#### GIVEN TEXT
○ ○ ○ ○

March 13, 2008
By Maureen Ker
Katia Frishman tried for four years to get pregnant and finally underwent in vitro fertilization, only to miscarry after three weeks.
The 37-year-old Upper East Side woman and her husband didn’t give up, but decided to supplement their efforts with a method rarely mentioned in Western fertility clinics: Acupuncture.
Sticking needles into a woman to help her conceive may sound like quackery, but a recently published study backs what acupuncturists have long claimed: the ancient Chinese practice may help women undergoing in vitro fertilization become pregnant. The study, published in the British Medical Journal, found that acupuncture before and after embryo transfer increased the chances of pregnancy.
“The fertility drugs my doctor prescribed were really hard on my body,” said Frishman, vice president for IT technology procurement at a hedge fund. She decided to try acupuncture after researching the subject on the Internet. Five months later, she was pregnant. “I was really surprised when I got my blood test back,” she said.
Frishman’s dream came true on Feb. 20 when she gave birth to Maya Isabella, who weighed in at a healthy eight pounds, one ounce.
“My husband and I are just over the moon now,” said the overjoyed mom.

○ ○ ○ ○

#### DATA FOR REVIEW
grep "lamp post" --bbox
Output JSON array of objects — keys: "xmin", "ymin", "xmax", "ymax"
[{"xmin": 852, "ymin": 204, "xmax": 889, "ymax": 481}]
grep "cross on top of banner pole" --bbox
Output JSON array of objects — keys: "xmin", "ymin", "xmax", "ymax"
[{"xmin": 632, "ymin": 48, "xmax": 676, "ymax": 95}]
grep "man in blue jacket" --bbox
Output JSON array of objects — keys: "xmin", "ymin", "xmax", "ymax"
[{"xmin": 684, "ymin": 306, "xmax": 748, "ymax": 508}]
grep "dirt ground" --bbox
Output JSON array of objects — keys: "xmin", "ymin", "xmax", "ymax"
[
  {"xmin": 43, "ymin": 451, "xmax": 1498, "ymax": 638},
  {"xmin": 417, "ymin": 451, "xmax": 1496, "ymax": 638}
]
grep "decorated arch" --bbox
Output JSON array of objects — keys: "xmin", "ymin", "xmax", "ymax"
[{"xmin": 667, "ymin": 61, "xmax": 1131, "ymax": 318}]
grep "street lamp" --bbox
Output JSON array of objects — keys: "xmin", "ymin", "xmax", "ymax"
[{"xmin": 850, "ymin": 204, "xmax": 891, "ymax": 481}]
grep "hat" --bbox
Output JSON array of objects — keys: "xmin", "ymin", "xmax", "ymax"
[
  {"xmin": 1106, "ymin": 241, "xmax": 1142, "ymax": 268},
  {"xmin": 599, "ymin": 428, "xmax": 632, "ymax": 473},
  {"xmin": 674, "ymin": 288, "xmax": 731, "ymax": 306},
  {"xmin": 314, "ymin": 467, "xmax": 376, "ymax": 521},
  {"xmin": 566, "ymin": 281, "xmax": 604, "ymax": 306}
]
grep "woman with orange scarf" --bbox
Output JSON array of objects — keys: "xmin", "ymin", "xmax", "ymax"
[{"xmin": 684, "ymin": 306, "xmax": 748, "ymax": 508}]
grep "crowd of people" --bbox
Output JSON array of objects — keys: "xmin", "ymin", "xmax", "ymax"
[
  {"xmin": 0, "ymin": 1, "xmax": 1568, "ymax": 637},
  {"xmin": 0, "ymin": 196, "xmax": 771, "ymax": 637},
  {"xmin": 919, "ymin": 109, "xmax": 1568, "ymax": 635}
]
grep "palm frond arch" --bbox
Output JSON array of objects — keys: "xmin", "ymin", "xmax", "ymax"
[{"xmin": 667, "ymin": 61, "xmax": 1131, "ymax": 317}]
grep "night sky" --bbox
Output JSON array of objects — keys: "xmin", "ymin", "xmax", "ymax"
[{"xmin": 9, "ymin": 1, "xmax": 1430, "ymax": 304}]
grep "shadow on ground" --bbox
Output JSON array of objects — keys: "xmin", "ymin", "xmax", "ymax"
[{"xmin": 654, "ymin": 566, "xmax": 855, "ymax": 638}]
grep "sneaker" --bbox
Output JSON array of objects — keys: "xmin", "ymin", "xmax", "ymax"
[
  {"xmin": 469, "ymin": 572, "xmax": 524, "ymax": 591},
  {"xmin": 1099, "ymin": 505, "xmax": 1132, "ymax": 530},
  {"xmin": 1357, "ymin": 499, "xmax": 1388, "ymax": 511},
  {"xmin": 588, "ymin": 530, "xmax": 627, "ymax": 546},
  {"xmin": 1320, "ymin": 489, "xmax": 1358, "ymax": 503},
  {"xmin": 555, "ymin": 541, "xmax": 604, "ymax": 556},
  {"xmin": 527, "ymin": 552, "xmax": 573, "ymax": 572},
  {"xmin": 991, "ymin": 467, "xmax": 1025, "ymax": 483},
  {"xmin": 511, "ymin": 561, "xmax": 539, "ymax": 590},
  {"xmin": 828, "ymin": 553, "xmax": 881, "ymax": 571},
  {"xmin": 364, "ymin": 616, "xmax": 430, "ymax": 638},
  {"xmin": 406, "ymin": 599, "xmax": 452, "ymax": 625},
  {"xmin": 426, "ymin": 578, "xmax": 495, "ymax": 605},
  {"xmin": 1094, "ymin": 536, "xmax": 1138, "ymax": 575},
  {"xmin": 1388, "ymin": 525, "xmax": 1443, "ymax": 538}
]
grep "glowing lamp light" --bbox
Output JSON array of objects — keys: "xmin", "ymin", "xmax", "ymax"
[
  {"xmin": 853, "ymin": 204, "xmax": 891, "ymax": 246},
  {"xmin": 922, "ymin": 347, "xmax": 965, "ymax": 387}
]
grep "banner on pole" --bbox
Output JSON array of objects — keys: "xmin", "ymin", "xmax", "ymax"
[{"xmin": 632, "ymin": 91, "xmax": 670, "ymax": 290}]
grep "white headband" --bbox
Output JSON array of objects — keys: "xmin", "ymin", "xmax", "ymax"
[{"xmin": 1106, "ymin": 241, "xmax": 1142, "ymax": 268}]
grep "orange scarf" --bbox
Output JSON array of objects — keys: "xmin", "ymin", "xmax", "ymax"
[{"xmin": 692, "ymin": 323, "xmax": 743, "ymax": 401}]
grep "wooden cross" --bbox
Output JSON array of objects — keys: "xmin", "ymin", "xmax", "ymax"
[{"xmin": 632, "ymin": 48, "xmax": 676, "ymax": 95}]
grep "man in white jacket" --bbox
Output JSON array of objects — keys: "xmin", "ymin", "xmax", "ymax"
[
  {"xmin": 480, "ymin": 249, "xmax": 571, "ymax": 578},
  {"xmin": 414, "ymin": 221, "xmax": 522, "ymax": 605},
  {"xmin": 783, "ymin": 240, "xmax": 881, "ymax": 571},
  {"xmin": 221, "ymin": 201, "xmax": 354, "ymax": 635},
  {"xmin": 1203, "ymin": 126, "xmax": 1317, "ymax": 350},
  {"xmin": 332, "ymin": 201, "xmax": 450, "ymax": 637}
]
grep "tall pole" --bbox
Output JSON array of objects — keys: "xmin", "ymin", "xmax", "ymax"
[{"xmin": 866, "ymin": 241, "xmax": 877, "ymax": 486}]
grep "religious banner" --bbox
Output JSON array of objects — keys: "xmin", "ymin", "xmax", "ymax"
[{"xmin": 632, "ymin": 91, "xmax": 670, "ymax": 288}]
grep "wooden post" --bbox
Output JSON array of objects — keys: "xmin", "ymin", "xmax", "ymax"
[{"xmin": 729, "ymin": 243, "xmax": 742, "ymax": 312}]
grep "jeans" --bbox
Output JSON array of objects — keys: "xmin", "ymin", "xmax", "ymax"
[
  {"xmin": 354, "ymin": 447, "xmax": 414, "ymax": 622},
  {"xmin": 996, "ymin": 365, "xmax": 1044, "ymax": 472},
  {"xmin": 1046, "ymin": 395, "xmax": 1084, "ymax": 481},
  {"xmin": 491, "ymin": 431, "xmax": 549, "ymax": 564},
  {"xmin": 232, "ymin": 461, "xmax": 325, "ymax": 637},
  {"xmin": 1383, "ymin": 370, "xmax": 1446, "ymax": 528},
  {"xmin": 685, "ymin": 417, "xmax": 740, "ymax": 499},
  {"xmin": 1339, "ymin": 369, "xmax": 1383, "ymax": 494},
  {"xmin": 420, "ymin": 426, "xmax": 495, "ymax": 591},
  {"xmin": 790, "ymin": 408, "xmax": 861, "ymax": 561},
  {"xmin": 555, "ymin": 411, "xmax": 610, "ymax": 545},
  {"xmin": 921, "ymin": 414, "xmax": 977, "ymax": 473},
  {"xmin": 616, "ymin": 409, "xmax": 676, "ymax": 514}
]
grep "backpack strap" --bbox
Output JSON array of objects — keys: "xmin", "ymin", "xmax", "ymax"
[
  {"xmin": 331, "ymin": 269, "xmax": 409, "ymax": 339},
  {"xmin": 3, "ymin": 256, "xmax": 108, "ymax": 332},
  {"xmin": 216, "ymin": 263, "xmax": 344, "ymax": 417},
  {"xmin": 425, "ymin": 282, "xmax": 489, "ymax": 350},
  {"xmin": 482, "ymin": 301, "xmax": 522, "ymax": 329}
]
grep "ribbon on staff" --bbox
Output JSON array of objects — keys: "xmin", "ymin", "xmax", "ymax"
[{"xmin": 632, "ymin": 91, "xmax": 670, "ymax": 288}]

○ ○ ○ ○

In the article about acupuncture and fertility, how much did Maya Isabella weigh when she was born?

Eight pounds, one ounce.